I volontari godono della piena fiducia degli scienziati. "Il nostro obiettivo è cercare di individuare tutto ciò che è presente, senza cercare cose dove non ce ne sono. Ciò che chiediamo di annotare è alla portata di tutti, non è complicato," rassicura la coordinatrice di Espions des Océans. L'unica richiesta è che gli osservatori in erba utilizzino un computer o un tablet. "La piattaforma è adattata per la visualizzazione su smartphone, ma lo schermo è troppo piccolo per l'annotazione," precisa.
Dati molto utili
Lo scopo di Espions des Océans è quello di alleviare il lavoro degli scienziati, quindi le annotazioni dei volontari non vengono verificate. Tuttavia, per garantire la qualità dei dati, la stessa immagine viene sottoposta a diversi utenti. Le osservazioni vengono poi confrontate utilizzando metodi statistici, che indicano ai ricercatori ciò che emerge di più nelle immagini e se ci sono molti errori.
Questi dati si rivelano molto utili nel proseguimento del loro lavoro. "Otteniamo informazioni sulla presenza e distribuzione delle specie, la loro evoluzione nel tempo, come interagiscono, si riproducono... Questo ci permette di migliorare le nostre conoscenze sulla biodiversità degli ecosistemi", afferma Catherine Borremans. È quindi possibile fare una valutazione di ciascuno dei siti osservati.
Quasi 23.000 immagini annotate
Non è la prima volta che l'Ifremer si rivolge ai cittadini. Nel 2016, i ricercatori avevano già reclutato volontari per esaminare la vita nelle grandi profondità degli oceani Pacifico e Atlantico. "Più di 1.500 utenti hanno partecipato a questa iniziativa e hanno annotato più di 50.000 immagini. Senza il loro aiuto, analizzare questo volume di immagini avrebbe richiesto quasi 78 giorni di lavoro continuo per gli scienziati," sottolinea Catherine Borremans.

--- --- ---

- [Consegna]
Stabilisci se ciascuna affermazione concorda con il brano da leggere, rispondendo sì o no e citando le parole del brano che lo decidono.
1. Le annotazioni dei volontari vengono verificate prima di essere usate.
2. La stessa immagine viene sottoposta a più utenti.
3. Lo smartphone è adatto per fare le annotazioni.

- [Voci del dataset]

--- --- ---

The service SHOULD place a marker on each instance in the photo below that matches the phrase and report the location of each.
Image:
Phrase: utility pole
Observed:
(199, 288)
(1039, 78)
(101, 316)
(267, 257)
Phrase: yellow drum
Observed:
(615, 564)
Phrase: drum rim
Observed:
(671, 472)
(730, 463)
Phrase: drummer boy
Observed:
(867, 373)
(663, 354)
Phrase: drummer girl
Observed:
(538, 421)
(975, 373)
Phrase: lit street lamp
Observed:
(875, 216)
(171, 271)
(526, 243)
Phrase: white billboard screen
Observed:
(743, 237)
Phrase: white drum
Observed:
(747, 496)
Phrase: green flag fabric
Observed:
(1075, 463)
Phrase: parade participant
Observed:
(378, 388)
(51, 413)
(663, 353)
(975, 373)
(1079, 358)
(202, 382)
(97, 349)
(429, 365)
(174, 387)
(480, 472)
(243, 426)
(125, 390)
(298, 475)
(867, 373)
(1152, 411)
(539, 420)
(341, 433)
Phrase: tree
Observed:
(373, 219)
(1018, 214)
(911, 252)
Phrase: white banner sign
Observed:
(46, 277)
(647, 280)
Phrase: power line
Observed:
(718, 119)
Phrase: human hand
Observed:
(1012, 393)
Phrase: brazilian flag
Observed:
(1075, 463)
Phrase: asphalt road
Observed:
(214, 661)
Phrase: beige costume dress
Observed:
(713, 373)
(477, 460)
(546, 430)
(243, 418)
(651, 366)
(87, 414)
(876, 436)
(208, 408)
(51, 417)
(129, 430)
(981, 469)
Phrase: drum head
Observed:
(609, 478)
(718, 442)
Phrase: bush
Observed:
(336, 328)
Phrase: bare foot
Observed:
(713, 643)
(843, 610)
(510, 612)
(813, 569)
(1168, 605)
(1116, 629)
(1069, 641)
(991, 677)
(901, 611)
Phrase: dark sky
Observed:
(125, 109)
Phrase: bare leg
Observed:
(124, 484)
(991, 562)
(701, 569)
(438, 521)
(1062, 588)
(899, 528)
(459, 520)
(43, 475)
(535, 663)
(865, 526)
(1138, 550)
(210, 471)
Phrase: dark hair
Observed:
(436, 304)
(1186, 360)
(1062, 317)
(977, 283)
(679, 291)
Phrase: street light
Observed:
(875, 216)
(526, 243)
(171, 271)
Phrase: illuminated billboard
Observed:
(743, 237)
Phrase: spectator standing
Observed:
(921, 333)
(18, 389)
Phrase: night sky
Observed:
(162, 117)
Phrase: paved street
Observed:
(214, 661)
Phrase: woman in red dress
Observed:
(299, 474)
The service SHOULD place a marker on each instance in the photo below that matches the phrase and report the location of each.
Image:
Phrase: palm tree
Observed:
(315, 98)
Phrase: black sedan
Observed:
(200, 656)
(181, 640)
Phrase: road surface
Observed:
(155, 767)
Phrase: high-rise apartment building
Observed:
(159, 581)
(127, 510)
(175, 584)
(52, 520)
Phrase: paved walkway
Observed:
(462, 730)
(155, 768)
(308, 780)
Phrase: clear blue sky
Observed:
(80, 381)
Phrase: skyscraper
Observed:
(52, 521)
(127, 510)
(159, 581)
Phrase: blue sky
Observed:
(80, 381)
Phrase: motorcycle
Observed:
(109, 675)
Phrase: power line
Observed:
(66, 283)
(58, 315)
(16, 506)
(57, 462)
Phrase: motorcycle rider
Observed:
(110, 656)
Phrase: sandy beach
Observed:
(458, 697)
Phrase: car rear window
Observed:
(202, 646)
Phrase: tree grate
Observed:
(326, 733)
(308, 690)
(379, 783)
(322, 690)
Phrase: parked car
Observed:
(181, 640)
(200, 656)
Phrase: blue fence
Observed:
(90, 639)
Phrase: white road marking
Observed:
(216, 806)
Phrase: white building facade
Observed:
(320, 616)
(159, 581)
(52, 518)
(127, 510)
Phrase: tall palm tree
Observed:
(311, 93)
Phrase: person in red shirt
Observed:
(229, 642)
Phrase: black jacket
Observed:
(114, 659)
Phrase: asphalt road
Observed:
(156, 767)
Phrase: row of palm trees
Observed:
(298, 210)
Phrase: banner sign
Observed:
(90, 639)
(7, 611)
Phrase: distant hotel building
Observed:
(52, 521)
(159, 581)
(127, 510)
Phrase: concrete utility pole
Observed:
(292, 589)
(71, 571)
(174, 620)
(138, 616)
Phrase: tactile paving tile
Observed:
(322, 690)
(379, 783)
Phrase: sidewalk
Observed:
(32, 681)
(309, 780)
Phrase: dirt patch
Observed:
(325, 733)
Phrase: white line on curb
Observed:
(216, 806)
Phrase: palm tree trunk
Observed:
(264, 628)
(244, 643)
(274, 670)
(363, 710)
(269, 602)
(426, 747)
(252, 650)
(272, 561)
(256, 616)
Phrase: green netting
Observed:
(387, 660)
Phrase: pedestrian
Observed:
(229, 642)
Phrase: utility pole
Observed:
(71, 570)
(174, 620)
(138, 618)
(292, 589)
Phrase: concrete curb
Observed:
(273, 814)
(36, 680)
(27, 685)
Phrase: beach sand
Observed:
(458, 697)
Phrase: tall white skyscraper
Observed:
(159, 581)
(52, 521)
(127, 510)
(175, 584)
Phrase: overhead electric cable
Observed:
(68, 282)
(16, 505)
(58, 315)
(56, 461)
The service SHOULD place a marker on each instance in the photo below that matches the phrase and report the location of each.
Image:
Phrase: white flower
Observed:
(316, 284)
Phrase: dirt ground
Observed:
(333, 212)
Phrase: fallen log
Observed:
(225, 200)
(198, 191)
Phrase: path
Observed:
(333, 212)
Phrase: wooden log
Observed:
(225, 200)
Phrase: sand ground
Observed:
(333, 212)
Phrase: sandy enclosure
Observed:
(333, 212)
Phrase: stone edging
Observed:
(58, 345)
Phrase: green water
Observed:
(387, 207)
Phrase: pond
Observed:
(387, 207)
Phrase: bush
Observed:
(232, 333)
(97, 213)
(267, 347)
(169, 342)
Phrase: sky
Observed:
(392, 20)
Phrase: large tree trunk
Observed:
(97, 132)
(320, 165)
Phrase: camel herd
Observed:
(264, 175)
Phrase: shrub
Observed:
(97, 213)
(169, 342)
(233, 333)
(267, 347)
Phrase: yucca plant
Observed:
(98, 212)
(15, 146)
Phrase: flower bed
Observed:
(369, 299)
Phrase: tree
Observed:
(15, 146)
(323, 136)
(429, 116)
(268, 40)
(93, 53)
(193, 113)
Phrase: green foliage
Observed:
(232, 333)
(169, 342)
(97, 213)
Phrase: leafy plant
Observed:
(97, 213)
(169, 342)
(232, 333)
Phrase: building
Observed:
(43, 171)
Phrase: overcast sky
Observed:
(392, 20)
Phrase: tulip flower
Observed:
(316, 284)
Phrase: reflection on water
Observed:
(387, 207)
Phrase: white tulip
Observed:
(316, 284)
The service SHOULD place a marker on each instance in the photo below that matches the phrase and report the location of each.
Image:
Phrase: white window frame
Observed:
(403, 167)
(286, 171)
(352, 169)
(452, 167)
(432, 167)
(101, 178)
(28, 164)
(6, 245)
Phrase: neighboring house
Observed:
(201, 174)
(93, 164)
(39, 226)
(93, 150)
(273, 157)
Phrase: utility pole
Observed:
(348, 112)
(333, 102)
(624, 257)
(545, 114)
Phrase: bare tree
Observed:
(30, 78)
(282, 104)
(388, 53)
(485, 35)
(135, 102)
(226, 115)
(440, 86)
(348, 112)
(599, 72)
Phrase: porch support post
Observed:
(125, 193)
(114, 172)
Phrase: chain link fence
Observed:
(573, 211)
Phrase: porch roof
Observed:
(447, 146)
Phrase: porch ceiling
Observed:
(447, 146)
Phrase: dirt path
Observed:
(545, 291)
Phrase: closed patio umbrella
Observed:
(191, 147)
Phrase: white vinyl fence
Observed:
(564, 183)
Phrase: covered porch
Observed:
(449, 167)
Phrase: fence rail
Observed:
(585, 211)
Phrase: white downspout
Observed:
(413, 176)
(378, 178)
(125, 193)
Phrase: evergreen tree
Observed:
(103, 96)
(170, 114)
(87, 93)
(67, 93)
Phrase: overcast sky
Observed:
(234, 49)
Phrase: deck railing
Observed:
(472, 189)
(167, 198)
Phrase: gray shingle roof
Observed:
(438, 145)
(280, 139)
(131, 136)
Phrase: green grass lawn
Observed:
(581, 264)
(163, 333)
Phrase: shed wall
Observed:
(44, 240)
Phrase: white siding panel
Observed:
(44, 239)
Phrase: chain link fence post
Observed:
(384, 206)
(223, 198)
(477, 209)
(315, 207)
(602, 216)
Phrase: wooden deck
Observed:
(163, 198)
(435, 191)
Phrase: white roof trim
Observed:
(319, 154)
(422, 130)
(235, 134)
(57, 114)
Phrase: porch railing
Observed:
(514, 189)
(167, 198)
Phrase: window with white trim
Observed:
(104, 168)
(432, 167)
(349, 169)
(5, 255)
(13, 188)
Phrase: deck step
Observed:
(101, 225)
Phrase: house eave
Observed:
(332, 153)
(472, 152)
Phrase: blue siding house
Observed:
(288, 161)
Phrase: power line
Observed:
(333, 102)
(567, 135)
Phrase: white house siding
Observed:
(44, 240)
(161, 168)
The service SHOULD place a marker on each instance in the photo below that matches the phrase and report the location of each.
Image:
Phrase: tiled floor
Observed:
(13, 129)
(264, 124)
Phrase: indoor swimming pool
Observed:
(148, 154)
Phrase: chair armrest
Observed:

--- --- ---

- [Soluzione]
1. No: «le annotazioni dei volontari non vengono verificate».
2. Sì: «la stessa immagine viene sottoposta a diversi utenti».
3. No: «lo schermo è troppo piccolo per l'annotazione».